> _练习任务_
1. 据正文，为什么建议使用 curl_cffi 模块？
2. 照录正文中从“绕过 cloudflare 人机验证”到“模块的底层 TLS 连接被识别的问题。”之间的文字，首尾两处都包括在内。
3. 用两句话概括正文。

数据采集 CloudFlare 人机验证

绕过 cloudflare 人机验证

Cloudflare 的人机验证（通常指的是 CAPTCHA 或 JavaScript挑战）是为了帮助网站或服务区分真实用户和恶意机器人（例如爬虫、攻击者等）而设计的一种安全措施。Cloudflare 作为一个提供CDN和网络安全服务的公司，提供多种保护机制来防止DDoS攻击、恶意流量、滥用等。人机验证是其中的一部分。

由于 cloudflare 会验证 TLS 连接所以建议使用 curl_cffi 模块来弥补 Python 底层 openSSL 模块的底层 TLS 连接被识别的问题。

本次使用的技术

curl_cffi
DrissionPage

示例代码


 
 
python
co = ChromiumOptions().set_browser_path('google-chrome')
co.new_env()
#co.headless() # 部分 cloudflare 无头模式无法绕过 // [!code error]
#co.set_proxy('http://192.168.7.16:7890') # 配置代理，不能忘记curl_cffi也需要代理 // [!code warning]
arguments = [
    "-no-first-run",
    "-force-color-profile=srgb",
    "-metrics-recording-only",
    "-password-store=basic",
    "-use-mock-keychain",
    "-export-tagged-pdf",
    "-no-default-browser-check",
    "-disable-background-mode",
    "-enable-features=NetworkService,NetworkServiceInProcess,LoadCryptoTokenExtension,PermuteTLSExtensions",
    "-disable-features=FlashDeprecationWarning,EnablePasswordsAccountStorage",
    "-deny-permission-prompts",
    "-disable-gpu",
    "-accept-lang=zh-CN", # 根据网站选择支持的地区 // [!code warning]
    "--guest"

> _所给数据_
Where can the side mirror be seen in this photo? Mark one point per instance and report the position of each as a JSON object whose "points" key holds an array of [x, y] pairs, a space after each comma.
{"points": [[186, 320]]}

> _参考答案_
1. 因为 Cloudflare 会验证 TLS 连接，curl_cffi 可以弥补 Python 底层 openSSL 模块的 TLS 连接被识别的问题。

2.
绕过 cloudflare 人机验证

Cloudflare 的人机验证（通常指的是 CAPTCHA 或 JavaScript挑战）是为了帮助网站或服务区分真实用户和恶意机器人（例如爬虫、攻击者等）而设计的一种安全措施。Cloudflare 作为一个提供CDN和网络安全服务的公司，提供多种保护机制来防止DDoS攻击、恶意流量、滥用等。人机验证是其中的一部分。

由于 cloudflare 会验证 TLS 连接所以建议使用 curl_cffi 模块来弥补 Python 底层 openSSL 模块的底层 TLS 连接被识别的问题。

3. Cloudflare 的人机验证（通常是 CAPTCHA 或 JavaScript 挑战）是用来区分真实用户和恶意机器人的安全措施，也是其防范 DDoS 攻击、恶意流量等多种保护机制的一部分。由于 Cloudflare 会验证 TLS 连接，正文建议使用 curl_cffi，并结合 DrissionPage 给出示例代码。